» Task brief:
Take the entries below and print, exactly, the stretch from the line containing "Where is the doorway?" through the line containing "Where is the parked", both included.

-- Supplied entries follows --

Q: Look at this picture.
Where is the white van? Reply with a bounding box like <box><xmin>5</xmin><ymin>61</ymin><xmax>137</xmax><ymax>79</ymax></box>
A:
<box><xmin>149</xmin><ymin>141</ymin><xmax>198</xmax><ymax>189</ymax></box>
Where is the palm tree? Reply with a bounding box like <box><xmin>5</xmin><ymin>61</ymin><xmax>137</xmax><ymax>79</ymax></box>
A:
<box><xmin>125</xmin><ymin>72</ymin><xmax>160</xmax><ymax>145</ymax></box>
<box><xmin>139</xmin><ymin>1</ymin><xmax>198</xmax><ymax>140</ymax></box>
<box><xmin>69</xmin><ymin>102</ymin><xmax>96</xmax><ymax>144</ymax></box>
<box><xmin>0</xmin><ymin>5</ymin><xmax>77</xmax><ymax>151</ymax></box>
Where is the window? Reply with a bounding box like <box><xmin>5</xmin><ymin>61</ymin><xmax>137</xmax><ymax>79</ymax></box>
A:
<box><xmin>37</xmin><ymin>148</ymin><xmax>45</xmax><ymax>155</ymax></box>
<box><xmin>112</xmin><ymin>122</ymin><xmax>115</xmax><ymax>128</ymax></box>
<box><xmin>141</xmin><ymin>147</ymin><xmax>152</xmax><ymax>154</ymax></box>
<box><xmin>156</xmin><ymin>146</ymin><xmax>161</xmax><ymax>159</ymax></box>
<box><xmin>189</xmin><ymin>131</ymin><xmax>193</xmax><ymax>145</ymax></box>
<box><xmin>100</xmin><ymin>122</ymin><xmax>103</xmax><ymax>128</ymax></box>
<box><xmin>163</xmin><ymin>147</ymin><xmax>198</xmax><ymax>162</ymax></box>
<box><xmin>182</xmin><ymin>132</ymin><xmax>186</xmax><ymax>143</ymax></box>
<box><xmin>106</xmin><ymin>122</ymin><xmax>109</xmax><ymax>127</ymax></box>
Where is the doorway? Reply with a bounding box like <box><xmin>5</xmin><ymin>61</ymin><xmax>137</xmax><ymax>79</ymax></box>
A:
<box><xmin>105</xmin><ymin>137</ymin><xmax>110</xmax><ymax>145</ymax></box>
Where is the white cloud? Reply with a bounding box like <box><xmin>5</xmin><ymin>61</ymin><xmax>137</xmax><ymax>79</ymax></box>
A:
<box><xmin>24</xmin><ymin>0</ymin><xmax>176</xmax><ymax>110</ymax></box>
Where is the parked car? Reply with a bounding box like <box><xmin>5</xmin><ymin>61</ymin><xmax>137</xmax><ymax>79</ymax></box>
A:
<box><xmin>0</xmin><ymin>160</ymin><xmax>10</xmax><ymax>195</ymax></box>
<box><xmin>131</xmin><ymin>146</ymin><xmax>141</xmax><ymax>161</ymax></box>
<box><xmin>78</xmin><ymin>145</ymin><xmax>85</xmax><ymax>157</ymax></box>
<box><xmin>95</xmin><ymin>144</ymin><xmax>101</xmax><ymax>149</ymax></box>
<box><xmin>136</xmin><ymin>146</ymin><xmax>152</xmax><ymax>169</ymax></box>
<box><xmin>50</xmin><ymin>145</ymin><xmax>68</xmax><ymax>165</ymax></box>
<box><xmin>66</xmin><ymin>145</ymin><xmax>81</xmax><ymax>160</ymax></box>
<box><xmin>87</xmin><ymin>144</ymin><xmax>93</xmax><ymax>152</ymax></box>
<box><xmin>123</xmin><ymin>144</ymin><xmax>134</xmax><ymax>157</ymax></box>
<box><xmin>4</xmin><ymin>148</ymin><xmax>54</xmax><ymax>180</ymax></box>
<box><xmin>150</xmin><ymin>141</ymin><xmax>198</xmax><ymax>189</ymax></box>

-- Supplied entries concluded --

» Your response:
Where is the doorway? Reply with a bounding box like <box><xmin>5</xmin><ymin>61</ymin><xmax>137</xmax><ymax>79</ymax></box>
A:
<box><xmin>105</xmin><ymin>137</ymin><xmax>110</xmax><ymax>145</ymax></box>
Where is the white cloud? Reply with a bounding box like <box><xmin>5</xmin><ymin>61</ymin><xmax>137</xmax><ymax>79</ymax></box>
A:
<box><xmin>24</xmin><ymin>0</ymin><xmax>176</xmax><ymax>110</ymax></box>
Where is the parked car? Reply with a bounding box like <box><xmin>5</xmin><ymin>61</ymin><xmax>137</xmax><ymax>79</ymax></box>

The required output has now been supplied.